EL EJERCICIO: Dispón todas las líneas de los ítems en una tabla Markdown con las columnas «Número» y «Línea del ítem». Cada línea ocupa una fila y las líneas en blanco se omiten.

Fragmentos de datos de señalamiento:
· · ·

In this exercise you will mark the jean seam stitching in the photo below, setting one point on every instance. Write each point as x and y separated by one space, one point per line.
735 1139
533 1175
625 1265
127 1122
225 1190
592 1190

· · ·

RESULTADO OBTENIDO:
| Número | Línea del ítem |
|---|---|
| 1 | In this exercise you will mark the jean seam stitching in the photo below, setting one point on every instance. Write each point as x and y separated by one space, one point per line. |
| 2 | 735 1139 |
| 3 | 533 1175 |
| 4 | 625 1265 |
| 5 | 127 1122 |
| 6 | 225 1190 |
| 7 | 592 1190 |